TEXT FOR ANALYSIS ->
================================
I have constant 24-hour, chronic headaches. When I receive my Bachelor of Arts in Classical Studies and my Bachelor of Science in Anthropology in May 2021, I will not only commemorate four wildly successful years at Tulane University, but I will commemorate four years of headaches. I will commemorate every painful second of every day of class, research, and exploration; where my head became my own clock ticking away in pain as well as marking the deadlines to reach and the goals to achieve. I will commemorate every A and 100% on a test, as well as every 9/10 headache. I will receive a diploma with extensive high honors but my brain scans and doctors will yield no solutions.
================================
Recorded data:
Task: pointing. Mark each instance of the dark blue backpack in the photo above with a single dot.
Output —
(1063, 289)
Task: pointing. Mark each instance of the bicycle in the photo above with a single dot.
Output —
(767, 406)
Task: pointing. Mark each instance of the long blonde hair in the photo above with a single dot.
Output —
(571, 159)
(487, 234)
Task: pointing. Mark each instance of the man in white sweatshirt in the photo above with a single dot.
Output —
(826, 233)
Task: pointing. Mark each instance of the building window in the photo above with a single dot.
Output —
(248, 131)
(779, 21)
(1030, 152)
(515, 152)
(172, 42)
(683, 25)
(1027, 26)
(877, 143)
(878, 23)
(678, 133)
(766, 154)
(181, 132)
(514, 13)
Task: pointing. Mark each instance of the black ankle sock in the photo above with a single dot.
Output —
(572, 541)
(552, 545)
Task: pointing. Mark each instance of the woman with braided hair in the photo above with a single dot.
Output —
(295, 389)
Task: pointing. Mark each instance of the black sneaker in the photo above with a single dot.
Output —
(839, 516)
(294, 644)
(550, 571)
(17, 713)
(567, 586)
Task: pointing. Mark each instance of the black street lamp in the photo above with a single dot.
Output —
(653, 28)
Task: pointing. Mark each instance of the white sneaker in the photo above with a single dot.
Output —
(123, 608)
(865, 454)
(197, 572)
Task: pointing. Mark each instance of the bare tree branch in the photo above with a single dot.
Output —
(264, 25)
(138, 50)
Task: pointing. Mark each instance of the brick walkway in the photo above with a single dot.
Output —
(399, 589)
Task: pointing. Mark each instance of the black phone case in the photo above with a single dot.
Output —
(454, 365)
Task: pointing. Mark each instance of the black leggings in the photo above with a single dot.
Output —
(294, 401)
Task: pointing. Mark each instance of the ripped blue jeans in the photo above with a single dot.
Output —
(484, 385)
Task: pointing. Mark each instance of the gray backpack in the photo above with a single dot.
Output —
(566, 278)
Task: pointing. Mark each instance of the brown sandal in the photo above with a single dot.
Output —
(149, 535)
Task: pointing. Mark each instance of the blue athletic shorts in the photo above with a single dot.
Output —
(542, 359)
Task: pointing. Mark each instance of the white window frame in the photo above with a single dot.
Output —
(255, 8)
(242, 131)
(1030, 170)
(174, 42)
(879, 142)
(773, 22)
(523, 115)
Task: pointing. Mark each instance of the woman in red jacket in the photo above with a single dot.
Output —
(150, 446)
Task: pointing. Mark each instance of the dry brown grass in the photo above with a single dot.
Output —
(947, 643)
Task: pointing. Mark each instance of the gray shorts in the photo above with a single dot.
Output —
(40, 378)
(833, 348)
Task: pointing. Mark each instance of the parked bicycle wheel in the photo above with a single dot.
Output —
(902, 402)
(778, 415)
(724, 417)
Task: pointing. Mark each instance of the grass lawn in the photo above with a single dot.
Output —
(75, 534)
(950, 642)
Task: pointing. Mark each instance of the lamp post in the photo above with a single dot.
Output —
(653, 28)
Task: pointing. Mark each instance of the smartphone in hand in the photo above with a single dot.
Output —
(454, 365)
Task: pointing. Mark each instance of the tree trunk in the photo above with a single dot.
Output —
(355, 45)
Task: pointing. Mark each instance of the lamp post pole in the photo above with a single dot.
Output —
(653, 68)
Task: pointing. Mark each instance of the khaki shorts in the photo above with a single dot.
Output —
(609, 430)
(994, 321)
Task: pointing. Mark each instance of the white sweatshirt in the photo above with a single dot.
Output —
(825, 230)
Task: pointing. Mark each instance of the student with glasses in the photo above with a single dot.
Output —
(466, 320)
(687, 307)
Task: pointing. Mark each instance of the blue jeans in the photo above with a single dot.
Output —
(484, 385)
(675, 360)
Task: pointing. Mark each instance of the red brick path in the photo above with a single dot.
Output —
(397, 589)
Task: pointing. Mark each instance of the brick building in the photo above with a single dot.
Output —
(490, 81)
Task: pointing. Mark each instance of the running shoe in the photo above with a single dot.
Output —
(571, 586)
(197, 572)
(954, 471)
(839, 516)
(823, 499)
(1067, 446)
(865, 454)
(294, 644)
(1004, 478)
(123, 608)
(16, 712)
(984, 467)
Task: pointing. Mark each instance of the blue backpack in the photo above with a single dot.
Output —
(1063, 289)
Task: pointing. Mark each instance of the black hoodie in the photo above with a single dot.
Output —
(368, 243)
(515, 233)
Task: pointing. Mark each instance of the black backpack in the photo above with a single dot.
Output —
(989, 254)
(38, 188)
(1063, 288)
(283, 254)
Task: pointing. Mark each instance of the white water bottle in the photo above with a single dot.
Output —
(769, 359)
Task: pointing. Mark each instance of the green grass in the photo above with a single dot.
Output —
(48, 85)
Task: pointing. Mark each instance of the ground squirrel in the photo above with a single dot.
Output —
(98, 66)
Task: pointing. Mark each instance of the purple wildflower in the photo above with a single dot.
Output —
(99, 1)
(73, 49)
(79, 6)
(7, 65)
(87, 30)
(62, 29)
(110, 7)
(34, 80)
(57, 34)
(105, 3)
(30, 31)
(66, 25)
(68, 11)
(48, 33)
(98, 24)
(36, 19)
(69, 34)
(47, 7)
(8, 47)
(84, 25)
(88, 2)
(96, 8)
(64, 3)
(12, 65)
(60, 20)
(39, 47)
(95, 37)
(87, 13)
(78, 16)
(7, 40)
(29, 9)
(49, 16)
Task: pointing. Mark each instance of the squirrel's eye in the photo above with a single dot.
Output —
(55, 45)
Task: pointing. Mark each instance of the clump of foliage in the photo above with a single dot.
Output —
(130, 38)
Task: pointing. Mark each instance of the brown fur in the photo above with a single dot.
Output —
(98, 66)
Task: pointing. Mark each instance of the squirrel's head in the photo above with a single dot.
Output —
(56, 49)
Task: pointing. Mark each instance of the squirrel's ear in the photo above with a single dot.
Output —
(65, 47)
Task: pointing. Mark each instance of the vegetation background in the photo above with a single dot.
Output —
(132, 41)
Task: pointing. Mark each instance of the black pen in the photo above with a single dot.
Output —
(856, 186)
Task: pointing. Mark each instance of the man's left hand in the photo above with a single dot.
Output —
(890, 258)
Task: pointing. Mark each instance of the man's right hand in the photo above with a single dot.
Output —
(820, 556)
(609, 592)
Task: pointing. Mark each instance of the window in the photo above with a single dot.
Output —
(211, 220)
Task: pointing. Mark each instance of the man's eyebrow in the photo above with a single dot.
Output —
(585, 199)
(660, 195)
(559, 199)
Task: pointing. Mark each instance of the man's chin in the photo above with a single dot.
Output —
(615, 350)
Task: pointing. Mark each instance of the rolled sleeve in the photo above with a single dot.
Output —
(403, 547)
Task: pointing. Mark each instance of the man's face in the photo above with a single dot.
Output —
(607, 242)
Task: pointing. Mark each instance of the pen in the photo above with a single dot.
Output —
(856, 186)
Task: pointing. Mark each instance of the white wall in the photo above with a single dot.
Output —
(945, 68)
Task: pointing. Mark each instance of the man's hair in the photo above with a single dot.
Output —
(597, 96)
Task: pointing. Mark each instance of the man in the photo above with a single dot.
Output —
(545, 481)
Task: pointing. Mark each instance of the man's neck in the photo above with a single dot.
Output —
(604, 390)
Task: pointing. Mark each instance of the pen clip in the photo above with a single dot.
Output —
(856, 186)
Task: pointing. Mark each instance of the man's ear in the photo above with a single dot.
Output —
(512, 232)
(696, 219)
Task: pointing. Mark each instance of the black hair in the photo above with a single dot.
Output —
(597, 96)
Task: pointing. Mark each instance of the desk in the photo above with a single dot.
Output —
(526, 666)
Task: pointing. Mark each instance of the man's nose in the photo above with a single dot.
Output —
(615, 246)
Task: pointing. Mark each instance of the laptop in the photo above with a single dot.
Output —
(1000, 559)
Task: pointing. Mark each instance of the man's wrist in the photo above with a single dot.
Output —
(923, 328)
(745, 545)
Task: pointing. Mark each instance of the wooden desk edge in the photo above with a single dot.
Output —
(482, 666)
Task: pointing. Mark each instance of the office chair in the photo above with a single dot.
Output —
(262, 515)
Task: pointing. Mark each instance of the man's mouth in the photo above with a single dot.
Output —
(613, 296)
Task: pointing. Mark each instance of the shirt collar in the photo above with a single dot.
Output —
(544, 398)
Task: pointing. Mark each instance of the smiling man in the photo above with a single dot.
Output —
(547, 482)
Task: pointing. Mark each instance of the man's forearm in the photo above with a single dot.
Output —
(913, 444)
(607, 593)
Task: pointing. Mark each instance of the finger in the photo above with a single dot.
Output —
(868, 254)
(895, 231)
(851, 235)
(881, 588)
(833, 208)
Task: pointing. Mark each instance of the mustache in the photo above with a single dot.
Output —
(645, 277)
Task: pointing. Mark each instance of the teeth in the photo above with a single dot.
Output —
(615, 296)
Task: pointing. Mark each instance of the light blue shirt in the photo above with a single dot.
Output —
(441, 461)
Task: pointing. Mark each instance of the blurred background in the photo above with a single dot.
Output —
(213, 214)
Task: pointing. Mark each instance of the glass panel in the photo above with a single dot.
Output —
================================
CHECK YOUR UNDERSTANDING ->
**1.** According to the passage about chronic headaches, which two degrees will the writer receive in May 2021?
**2.** Please write what comes after the last sentence of the passage about chronic headaches.

RESPONSES FOR EACH TASK ->
**1.** A Bachelor of Arts in Classical Studies and a Bachelor of Science in Anthropology.

**2.**
I find it highly ironic that the seat of my knowledge and my intellect, all my thoughts that enabled me to receive such prestige, sit in the very place where pain reverberates every day. It is comical honestly to see my life mapped out. My brother—not I— sustained multiple head injuries as a child, I almost chose to study neuroscience, my very confirmation saint is the patron of headaches, and my worst fear is exactly what happened to me. And surprisingly out of all the pain, doctors, medicines, and treatments, I have learned more about headaches and personal acceptance from people who lived millennium before us.
People have always revered heads. In Jericho, one of the oldest Neolithic cities in the Levant (and the world), the inhabitants reconstructed human skulls with plaster. Both South American and African tribes have practiced elongation of heads at birth. Likewise, trepanning, the earliest form of brain surgery, existed simultaneously throughout the prehistoric world. The Nazca people of Peru even hunted heads for trophies from their enemies. The great goddess Athena was born from Zeus’ head. Ossuaries and crypts full of skulls survive even from the Medieval periods to attest for our fascination with heads.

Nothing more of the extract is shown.